+++ DOCUMENT TEXT

Peter’s Blog

I need to place on record my feeling that overwhelmingly throughout my life, my contact with my fellow men, women and children has been a total delight.
It is a recurring pleasure which I experience each day and is among the precious things which makes my life rewarding and worth living, not least because moments of the keenest enjoyment can as readily occur with a complete stranger as with family and friends.

 


 

The Film Diary includes photos as well as video frames because it contains the blog’s biodiversity content. It is also the blog’s second biggest category, after Other. The video content dates from 2008 to 2021, when I ceased videoing. The photographs date from 2014 to the present.

 

The Brisbane Line was the e-bulletin of the now defunct Brisbane Institute, to which I contributed the articles featured, between 2006 and 2012.

 

Not The Brisbane Line contains my other essays from 2005 to the present.

++++++
+++ RECORDS SHOWN

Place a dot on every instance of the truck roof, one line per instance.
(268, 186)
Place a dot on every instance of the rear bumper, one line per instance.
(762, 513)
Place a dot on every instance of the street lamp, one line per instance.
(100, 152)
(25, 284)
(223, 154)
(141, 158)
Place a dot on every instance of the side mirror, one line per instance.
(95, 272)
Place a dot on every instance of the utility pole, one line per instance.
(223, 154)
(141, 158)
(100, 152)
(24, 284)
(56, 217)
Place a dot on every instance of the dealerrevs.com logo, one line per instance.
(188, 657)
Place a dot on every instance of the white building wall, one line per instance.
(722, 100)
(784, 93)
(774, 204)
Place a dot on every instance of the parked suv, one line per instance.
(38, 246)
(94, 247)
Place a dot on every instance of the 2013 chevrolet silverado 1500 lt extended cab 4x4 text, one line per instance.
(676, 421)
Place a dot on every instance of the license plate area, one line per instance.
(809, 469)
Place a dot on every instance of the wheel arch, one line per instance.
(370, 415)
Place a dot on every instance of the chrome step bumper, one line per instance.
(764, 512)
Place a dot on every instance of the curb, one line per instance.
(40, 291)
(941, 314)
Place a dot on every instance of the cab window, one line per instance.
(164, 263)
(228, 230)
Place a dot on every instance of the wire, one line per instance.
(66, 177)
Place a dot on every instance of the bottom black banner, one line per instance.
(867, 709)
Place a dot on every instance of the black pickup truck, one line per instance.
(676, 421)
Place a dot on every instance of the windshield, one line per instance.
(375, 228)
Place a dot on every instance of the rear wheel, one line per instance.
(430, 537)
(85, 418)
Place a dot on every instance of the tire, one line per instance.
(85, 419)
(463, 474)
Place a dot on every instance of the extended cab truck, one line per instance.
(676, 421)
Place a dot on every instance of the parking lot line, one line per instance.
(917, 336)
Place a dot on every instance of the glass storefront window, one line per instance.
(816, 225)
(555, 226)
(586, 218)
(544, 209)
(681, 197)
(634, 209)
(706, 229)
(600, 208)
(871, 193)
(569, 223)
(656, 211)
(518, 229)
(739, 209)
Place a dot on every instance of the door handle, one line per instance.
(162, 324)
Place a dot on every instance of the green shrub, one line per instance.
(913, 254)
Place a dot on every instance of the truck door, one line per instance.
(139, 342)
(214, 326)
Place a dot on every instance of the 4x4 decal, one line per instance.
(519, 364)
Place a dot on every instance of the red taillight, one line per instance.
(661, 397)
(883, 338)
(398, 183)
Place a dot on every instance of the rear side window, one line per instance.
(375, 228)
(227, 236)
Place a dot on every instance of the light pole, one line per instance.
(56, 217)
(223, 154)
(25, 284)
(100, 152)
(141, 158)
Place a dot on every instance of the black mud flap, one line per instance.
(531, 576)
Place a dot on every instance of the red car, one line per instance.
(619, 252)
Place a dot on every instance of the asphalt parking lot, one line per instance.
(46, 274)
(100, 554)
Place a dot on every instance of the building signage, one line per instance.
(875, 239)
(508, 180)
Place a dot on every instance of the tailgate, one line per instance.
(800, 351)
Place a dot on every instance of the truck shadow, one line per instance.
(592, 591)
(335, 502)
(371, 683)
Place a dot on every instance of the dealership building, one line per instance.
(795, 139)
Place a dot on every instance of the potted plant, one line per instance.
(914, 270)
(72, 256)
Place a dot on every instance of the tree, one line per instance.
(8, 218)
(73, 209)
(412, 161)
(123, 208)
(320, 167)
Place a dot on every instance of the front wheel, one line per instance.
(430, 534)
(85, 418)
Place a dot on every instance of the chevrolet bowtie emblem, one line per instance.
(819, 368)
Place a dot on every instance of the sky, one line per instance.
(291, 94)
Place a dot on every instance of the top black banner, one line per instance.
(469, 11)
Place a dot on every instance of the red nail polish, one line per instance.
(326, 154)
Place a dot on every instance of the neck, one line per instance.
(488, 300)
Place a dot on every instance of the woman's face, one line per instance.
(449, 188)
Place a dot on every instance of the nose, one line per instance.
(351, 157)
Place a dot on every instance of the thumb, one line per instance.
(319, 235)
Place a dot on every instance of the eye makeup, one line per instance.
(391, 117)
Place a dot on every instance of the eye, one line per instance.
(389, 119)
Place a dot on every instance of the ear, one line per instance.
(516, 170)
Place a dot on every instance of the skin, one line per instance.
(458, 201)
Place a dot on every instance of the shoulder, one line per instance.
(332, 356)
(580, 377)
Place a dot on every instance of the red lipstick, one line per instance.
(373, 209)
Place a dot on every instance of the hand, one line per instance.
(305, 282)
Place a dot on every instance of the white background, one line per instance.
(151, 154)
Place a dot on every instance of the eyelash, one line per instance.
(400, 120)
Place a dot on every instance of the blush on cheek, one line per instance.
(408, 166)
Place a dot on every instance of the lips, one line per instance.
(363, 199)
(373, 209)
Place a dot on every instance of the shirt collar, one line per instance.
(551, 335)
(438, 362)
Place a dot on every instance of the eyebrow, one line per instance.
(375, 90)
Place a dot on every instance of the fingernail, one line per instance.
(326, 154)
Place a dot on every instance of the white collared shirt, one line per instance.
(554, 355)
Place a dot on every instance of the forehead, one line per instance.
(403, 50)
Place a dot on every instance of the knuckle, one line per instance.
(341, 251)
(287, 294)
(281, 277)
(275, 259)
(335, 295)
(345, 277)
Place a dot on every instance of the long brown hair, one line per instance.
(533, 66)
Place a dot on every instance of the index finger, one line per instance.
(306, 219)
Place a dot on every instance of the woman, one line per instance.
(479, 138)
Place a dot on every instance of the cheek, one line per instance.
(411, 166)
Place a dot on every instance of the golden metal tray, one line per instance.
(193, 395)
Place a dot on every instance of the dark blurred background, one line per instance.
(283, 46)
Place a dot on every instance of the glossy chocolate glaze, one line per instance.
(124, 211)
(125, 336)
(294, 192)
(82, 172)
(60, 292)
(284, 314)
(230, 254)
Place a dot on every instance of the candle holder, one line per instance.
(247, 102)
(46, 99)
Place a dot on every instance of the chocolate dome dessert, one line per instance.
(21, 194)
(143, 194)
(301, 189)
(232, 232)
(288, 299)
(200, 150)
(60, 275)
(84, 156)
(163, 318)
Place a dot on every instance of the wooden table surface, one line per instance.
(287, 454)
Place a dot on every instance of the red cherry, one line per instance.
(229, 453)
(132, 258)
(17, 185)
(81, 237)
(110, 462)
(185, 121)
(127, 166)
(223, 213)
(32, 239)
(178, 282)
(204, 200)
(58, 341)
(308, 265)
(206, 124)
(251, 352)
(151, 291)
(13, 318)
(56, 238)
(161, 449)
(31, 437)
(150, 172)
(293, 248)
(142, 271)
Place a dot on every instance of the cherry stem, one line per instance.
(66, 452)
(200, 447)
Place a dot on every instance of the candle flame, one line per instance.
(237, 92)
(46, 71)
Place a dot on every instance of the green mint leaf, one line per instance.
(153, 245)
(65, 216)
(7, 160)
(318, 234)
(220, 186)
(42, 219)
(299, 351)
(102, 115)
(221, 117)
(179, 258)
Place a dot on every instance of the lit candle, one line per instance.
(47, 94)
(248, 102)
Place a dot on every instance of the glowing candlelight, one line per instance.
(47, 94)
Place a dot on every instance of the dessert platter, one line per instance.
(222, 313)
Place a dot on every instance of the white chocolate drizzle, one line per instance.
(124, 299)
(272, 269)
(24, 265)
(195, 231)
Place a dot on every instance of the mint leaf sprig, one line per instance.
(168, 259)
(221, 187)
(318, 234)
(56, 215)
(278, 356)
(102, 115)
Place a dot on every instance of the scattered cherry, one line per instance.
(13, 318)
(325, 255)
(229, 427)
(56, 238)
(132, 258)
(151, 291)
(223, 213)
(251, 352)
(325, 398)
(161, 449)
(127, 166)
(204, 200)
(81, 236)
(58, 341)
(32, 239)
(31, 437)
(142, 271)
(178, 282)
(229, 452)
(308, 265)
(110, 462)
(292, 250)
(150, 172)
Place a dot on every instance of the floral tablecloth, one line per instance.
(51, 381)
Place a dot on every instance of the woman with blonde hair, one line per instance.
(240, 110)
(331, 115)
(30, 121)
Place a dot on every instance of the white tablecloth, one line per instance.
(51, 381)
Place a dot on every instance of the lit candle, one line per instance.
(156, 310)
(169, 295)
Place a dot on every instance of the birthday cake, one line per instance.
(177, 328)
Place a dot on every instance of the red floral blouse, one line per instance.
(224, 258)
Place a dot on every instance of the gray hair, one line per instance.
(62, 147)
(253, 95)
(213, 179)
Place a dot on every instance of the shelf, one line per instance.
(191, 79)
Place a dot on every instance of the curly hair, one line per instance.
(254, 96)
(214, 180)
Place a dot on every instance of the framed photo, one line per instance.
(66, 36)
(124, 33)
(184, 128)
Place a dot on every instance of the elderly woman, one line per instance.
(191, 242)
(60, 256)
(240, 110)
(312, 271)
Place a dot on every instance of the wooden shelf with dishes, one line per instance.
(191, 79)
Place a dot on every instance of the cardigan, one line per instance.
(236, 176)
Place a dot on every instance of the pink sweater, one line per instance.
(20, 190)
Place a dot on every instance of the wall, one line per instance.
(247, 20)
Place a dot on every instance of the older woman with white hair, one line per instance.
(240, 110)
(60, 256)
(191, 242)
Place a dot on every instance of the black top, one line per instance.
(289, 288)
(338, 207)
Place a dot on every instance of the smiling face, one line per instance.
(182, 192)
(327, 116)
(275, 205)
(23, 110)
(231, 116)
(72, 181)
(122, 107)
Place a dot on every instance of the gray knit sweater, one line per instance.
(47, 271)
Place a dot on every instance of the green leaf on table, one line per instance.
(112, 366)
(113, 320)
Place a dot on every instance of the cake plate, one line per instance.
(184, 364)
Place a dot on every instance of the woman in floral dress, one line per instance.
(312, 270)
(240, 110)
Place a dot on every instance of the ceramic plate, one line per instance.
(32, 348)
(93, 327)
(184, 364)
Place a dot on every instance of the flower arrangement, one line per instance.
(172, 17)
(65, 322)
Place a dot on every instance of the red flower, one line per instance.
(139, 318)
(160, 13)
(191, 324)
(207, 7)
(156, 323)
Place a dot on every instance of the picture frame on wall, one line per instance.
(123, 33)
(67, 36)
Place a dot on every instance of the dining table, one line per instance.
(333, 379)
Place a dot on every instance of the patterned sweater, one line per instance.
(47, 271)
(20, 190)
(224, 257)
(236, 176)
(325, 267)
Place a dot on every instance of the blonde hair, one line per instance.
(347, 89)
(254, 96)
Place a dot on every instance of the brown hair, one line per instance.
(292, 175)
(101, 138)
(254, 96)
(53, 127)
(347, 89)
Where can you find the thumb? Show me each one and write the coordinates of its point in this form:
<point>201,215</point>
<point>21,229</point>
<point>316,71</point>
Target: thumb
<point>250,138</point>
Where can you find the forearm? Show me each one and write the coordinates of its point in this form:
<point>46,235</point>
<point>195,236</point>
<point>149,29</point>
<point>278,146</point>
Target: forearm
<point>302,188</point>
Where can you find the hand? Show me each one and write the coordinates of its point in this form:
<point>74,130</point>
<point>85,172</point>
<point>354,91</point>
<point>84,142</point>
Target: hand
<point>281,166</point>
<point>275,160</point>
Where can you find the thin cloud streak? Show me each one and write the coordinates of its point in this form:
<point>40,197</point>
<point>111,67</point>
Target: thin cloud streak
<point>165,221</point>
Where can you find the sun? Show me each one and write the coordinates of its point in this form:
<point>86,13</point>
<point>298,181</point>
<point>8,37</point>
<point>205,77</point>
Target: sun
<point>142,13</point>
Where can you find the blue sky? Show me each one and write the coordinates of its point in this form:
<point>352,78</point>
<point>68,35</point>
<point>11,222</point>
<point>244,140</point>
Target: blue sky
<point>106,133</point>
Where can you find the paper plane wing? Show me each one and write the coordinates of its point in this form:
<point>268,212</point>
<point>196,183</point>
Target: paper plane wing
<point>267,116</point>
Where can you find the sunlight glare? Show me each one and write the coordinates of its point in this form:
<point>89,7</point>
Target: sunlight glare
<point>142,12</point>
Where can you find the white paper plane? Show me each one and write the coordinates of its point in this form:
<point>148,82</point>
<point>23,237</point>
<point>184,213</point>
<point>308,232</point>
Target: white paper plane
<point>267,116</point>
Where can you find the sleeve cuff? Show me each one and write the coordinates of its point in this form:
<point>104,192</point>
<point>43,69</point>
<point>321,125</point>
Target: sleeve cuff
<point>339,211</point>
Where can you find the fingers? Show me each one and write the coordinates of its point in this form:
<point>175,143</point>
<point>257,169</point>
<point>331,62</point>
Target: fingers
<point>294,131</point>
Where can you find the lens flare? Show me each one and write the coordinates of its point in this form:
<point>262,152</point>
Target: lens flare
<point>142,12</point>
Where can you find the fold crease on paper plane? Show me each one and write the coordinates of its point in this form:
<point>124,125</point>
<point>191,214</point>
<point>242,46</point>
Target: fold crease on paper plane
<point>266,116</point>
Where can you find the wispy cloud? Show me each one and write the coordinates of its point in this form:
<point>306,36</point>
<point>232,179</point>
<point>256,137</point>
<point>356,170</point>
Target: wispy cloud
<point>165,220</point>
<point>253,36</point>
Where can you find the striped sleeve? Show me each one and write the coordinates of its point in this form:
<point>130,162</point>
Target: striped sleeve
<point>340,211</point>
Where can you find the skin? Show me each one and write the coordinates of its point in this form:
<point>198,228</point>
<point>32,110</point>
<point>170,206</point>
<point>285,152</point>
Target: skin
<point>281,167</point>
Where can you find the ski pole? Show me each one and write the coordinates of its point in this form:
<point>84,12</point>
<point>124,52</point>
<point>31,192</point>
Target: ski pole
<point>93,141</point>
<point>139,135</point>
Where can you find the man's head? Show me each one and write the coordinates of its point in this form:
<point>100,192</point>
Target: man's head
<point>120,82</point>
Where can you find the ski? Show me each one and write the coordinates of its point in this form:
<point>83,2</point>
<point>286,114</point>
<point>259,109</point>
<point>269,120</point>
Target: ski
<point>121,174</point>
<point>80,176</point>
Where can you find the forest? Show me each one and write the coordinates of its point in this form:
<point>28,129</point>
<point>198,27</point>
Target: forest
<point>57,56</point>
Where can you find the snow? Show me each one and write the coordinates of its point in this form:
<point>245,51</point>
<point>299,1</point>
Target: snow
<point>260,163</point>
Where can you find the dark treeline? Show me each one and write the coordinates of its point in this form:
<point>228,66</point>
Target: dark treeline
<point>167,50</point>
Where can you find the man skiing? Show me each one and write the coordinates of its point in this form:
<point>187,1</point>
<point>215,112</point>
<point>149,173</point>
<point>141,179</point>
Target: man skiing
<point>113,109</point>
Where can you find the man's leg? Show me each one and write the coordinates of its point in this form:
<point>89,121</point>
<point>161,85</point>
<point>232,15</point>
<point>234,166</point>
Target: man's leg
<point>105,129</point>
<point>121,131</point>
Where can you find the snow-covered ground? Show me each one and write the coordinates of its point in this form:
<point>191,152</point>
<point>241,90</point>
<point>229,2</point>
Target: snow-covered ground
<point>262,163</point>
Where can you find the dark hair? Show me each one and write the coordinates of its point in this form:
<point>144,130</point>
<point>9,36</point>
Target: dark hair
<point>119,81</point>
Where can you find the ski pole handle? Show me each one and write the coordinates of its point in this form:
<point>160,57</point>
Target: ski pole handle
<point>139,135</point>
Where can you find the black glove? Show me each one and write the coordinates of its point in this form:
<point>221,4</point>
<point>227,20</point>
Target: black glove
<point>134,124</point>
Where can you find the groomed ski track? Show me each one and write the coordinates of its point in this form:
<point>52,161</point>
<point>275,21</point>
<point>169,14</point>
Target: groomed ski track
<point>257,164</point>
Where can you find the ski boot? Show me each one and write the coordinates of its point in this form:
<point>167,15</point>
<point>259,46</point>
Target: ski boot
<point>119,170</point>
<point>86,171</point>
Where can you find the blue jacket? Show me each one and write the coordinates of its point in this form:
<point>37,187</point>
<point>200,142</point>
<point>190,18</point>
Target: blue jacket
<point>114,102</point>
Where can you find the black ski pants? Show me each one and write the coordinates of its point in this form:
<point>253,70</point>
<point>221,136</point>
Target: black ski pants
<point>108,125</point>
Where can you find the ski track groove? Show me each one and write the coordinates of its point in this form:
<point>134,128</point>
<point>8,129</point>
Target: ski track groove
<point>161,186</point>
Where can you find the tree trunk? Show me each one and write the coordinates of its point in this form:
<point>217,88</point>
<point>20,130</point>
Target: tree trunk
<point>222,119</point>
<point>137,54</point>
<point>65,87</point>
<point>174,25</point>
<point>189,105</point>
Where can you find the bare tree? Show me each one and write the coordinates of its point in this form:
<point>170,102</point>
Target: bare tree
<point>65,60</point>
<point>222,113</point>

++++++

◆ TASK DETAILS: From the blog introduction, extract the stretch from "I need to place" through "2006 and 2012." word for word.

◆ TASK RESPONSE:
I need to place on record my feeling that overwhelmingly throughout my life, my contact with my fellow men, women and children has been a total delight.
It is a recurring pleasure which I experience each day and is among the precious things which makes my life rewarding and worth living, not least because moments of the keenest enjoyment can as readily occur with a complete stranger as with family and friends.

 


 

The Film Diary includes photos as well as video frames because it contains the blog’s biodiversity content. It is also the blog’s second biggest category, after Other. The video content dates from 2008 to 2021, when I ceased videoing. The photographs date from 2014 to the present.

 

The Brisbane Line was the e-bulletin of the now defunct Brisbane Institute, to which I contributed the articles featured, between 2006 and 2012.